PROBLEM STATEMENT >>
Copy the data below exactly. Any pictures in it should be omitted.

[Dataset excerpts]
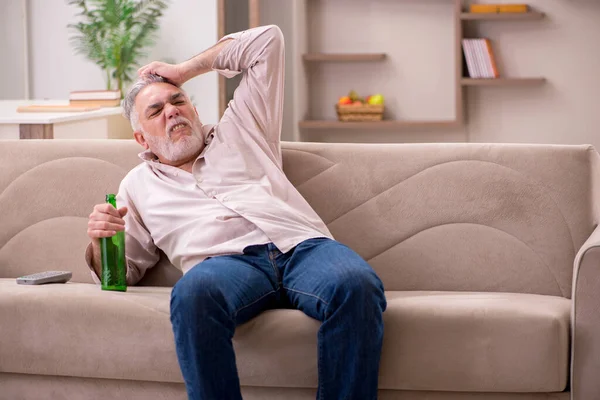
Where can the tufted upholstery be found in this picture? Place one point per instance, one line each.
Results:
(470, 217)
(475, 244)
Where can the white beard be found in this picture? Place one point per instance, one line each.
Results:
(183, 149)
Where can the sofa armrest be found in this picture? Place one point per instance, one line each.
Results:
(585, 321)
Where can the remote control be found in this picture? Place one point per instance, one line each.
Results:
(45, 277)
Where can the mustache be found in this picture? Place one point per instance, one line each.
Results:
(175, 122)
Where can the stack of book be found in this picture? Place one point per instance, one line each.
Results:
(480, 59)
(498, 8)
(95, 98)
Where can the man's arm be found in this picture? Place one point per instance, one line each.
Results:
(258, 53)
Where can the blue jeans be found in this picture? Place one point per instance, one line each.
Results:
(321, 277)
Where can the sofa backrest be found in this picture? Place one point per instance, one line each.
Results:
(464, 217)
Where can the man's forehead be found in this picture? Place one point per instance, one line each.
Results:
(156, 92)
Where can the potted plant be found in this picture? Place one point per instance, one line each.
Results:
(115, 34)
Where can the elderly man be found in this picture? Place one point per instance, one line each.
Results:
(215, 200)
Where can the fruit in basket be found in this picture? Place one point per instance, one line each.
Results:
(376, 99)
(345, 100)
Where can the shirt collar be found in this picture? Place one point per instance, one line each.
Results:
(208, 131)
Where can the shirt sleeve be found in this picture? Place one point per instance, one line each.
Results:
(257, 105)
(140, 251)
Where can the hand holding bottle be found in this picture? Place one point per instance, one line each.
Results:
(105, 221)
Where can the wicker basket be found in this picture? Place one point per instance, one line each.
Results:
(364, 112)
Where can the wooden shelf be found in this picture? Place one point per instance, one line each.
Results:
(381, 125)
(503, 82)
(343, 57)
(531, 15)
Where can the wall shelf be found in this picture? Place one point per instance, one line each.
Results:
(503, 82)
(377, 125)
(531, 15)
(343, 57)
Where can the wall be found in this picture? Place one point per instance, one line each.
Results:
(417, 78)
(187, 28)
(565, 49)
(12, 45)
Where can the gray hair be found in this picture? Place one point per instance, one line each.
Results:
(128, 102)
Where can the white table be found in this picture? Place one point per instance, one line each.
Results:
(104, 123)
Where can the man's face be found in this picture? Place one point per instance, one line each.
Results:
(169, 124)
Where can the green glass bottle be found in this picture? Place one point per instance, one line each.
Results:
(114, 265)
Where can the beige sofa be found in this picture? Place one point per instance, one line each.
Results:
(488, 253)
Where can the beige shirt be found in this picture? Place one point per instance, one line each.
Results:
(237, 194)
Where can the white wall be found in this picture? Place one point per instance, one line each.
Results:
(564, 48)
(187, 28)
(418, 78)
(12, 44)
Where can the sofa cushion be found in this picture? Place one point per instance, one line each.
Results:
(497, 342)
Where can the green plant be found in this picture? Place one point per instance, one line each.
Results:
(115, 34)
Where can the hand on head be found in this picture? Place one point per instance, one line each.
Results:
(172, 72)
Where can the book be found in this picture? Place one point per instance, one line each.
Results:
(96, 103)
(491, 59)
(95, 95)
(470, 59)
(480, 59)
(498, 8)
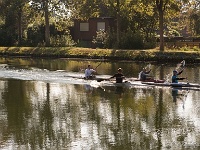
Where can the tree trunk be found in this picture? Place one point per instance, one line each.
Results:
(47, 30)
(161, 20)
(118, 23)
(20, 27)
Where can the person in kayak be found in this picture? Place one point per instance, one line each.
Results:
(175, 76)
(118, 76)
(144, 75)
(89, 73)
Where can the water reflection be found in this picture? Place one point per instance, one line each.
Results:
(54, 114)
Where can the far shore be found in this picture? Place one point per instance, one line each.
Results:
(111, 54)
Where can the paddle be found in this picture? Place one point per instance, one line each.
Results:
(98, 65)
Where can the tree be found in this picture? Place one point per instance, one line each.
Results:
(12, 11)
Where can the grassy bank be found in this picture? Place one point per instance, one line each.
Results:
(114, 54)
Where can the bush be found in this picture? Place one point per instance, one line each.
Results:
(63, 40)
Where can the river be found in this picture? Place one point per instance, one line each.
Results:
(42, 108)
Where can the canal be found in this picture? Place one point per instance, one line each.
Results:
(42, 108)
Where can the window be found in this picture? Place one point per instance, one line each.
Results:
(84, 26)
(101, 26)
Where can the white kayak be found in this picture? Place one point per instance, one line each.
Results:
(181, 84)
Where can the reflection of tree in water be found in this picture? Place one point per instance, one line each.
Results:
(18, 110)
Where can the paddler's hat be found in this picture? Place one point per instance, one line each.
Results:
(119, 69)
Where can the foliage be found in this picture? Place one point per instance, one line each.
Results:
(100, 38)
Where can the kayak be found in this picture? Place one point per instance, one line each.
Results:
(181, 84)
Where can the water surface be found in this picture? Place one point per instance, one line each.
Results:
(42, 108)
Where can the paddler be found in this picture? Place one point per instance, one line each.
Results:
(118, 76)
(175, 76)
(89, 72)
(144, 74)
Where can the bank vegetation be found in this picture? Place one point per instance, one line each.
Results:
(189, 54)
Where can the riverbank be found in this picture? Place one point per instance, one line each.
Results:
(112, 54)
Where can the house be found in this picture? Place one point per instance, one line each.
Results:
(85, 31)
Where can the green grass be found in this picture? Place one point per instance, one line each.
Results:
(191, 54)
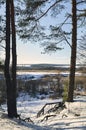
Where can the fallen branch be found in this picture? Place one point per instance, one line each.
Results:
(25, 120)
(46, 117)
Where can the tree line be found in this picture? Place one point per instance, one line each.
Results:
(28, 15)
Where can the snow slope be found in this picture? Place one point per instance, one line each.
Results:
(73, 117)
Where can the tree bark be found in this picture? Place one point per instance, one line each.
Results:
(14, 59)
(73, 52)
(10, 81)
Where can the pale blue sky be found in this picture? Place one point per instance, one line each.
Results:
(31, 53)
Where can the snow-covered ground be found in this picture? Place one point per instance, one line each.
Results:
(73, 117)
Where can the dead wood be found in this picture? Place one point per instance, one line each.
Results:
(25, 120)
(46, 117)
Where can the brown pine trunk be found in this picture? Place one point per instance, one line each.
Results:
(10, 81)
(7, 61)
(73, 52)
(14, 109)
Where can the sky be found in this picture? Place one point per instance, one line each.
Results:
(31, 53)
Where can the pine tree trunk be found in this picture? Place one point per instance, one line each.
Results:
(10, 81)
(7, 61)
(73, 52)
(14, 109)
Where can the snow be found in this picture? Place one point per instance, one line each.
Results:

RESULT OF THE EXERCISE >>
Where can the tufted upholstery be found in this picture? Place one point per instance, one line each.
Results:
(470, 217)
(475, 244)
Where can the white beard be found in this picture? Place one point per instance, one line each.
Results:
(183, 149)
Where can the sofa armrest be found in this picture? Place one point per instance, one line each.
Results:
(585, 321)
Where can the remote control be found in this picture? Place one point per instance, one line each.
Results:
(45, 277)
Where can the mustache be found in this picture? Place one point per instance, one line each.
Results:
(175, 122)
Where can the stack of book be found in this picture? Place one point per instance, one line each.
Results:
(480, 59)
(498, 8)
(95, 98)
Where can the man's arm be found in this picture? Place one point per instance, one line each.
Results:
(258, 53)
Where can the blue jeans be found in this picture? Place one point per instance, one line each.
Results:
(321, 277)
Where can the sofa backrest be found in this picture? Place one point per instance, one line each.
Results:
(464, 217)
Where can the man's forehead be found in this picture? Place one point per instance, one line each.
Results:
(156, 92)
Where can the potted plant be found in this picture? Place one point per instance, one line each.
Results:
(115, 34)
Where can the elderly man be found in this picture? Place one point per instance, one line each.
Results:
(215, 200)
Where can the fruit in basket be found in this picture? Place one point per instance, one line each.
Results:
(376, 99)
(345, 100)
Where can the shirt collar be found in this picture? Place one point per instance, one line each.
Results:
(208, 131)
Where can the shirt sleeve be found in this picture? Place one point per instance, one line each.
Results:
(257, 105)
(140, 251)
Where can the hand holding bottle be found in this picture? Place one point per instance, one line each.
Results:
(105, 221)
Where can the wicker basket be found in this picture? Place one point per instance, one line each.
Results:
(364, 112)
Where can the wooden shelf be found in this picture? Place one point per instance, one line each.
Results:
(381, 125)
(503, 82)
(343, 57)
(531, 15)
Where can the wall shelf be found in this picture? Place one point per instance, one line each.
Results:
(503, 82)
(377, 125)
(531, 15)
(343, 57)
Where can the wall be found in this picture? Place one point per instance, one line each.
Results:
(417, 78)
(187, 28)
(565, 49)
(12, 45)
Where can the gray hair be found in this picture? Place one point per instance, one line each.
Results:
(128, 102)
Where can the white table be found in this picture? Place one point per instance, one line each.
Results:
(104, 123)
Where can the man's face be found in this picture? Place one point per instance, one line each.
Results:
(169, 124)
Where can the green glass bottle be found in this picture? Place one point per instance, one line each.
Results:
(114, 265)
Where can the beige sofa be found in this picture? Place one point per instance, one line each.
Results:
(488, 253)
Where can the beige shirt be found in this picture? Place one point per instance, one line each.
Results:
(237, 194)
Where can the white wall be found in this picture? Place one point per instance, one line each.
Results:
(564, 48)
(187, 28)
(418, 78)
(12, 44)
Where can the sofa cushion be found in this picture? Place one point per instance, one line each.
Results:
(497, 342)
Where can the green plant be found in this picture? Place one point per instance, one line each.
Results:
(115, 34)
Where can the hand on head be found in this picture? Place one point per instance, one line each.
Results:
(172, 72)
Where can the book be found in this picture? Place one point per instance, one line each.
Results:
(96, 103)
(491, 59)
(95, 95)
(470, 59)
(480, 59)
(498, 8)
Where can the tree trunk be found in this picture? Place one point per instance, one line each.
Results:
(47, 30)
(161, 20)
(118, 23)
(20, 27)
Where can the person in kayak be found in this picture? Place one point per instance, one line each.
Results:
(175, 76)
(118, 76)
(144, 75)
(89, 73)
Where can the water reflection be found in this picture? Place one point per instance, one line each.
Results:
(54, 114)
Where can the far shore be found in this picture? Place one point per instance, one line each.
Results:
(111, 54)
Where can the paddle be found in this picture? Place one point per instance, one line each.
Results:
(98, 65)
Where can the tree be found in this picture? Place one point per instance, one line each.
Results:
(12, 11)
Where can the grassy bank be found in this picture? Place one point per instance, one line each.
Results:
(114, 54)
Where can the bush be found in this picture? Place one point per instance, one line each.
Results:
(63, 40)
Where can the river be found in this picture? Place one point per instance, one line each.
Results:
(42, 108)
Where can the canal be found in this picture? Place one point per instance, one line each.
Results:
(42, 108)
Where can the window be found in this picture? Place one point per instance, one line each.
Results:
(84, 26)
(101, 26)
Where can the white kayak be found in this picture? Place one point per instance, one line each.
Results:
(181, 84)
Where can the reflection of tree in water be found in this picture? Place one point per instance, one line each.
Results:
(18, 110)
Where can the paddler's hat be found in this picture? Place one point per instance, one line each.
Results:
(119, 69)
Where can the foliage be found in this picture? Place one point per instance, one line each.
Results:
(100, 38)
Where can the kayak be found in this picture? Place one point per instance, one line each.
Results:
(181, 84)
Where can the water surface be found in this picture? Place one point per instance, one line each.
Results:
(42, 108)
Where can the paddler be found in this picture? Place one point per instance, one line each.
Results:
(118, 76)
(175, 76)
(89, 72)
(144, 74)
Where can the bank vegetation be found in this picture? Place one point per instance, one line each.
Results:
(189, 54)
Where can the riverbank be found in this picture? Place one point per instance, one line each.
Results:
(112, 54)
Where can the house be found in this picture? Place one point per instance, one line each.
Results:
(85, 31)
Where can the green grass be found in this picture? Place one point per instance, one line each.
Results:
(191, 54)
Where can the fallen branch be found in this picture? Place one point per instance, one line each.
Results:
(25, 120)
(46, 117)
Where can the tree line be found in this picture? Place one point per instance, one line each.
Results:
(28, 15)
Where can the snow slope be found in this picture? Place one point per instance, one line each.
Results:
(73, 117)
Where can the tree bark be found in this picture? Place one point per instance, one line each.
Results:
(14, 59)
(73, 52)
(10, 81)
Where can the pale blue sky be found in this picture? Place one point per instance, one line each.
Results:
(31, 53)
Where can the snow-covered ground be found in this picture? Place one point per instance, one line each.
Results:
(73, 117)
Where can the dead wood be found in this picture? Place one point per instance, one line each.
Results:
(25, 120)
(46, 117)
Where can the brown pine trunk be found in this picture? Place one point per instance, one line each.
Results:
(10, 81)
(7, 61)
(73, 52)
(14, 109)
Where can the sky be found in this picture? Place one point per instance, one line each.
Results:
(31, 53)
Where can the pine tree trunk be found in this picture? Place one point per instance, one line each.
Results:
(10, 81)
(7, 61)
(73, 52)
(14, 109)
Where can the snow be found in this picture? Place one point per instance, one line each.
Results:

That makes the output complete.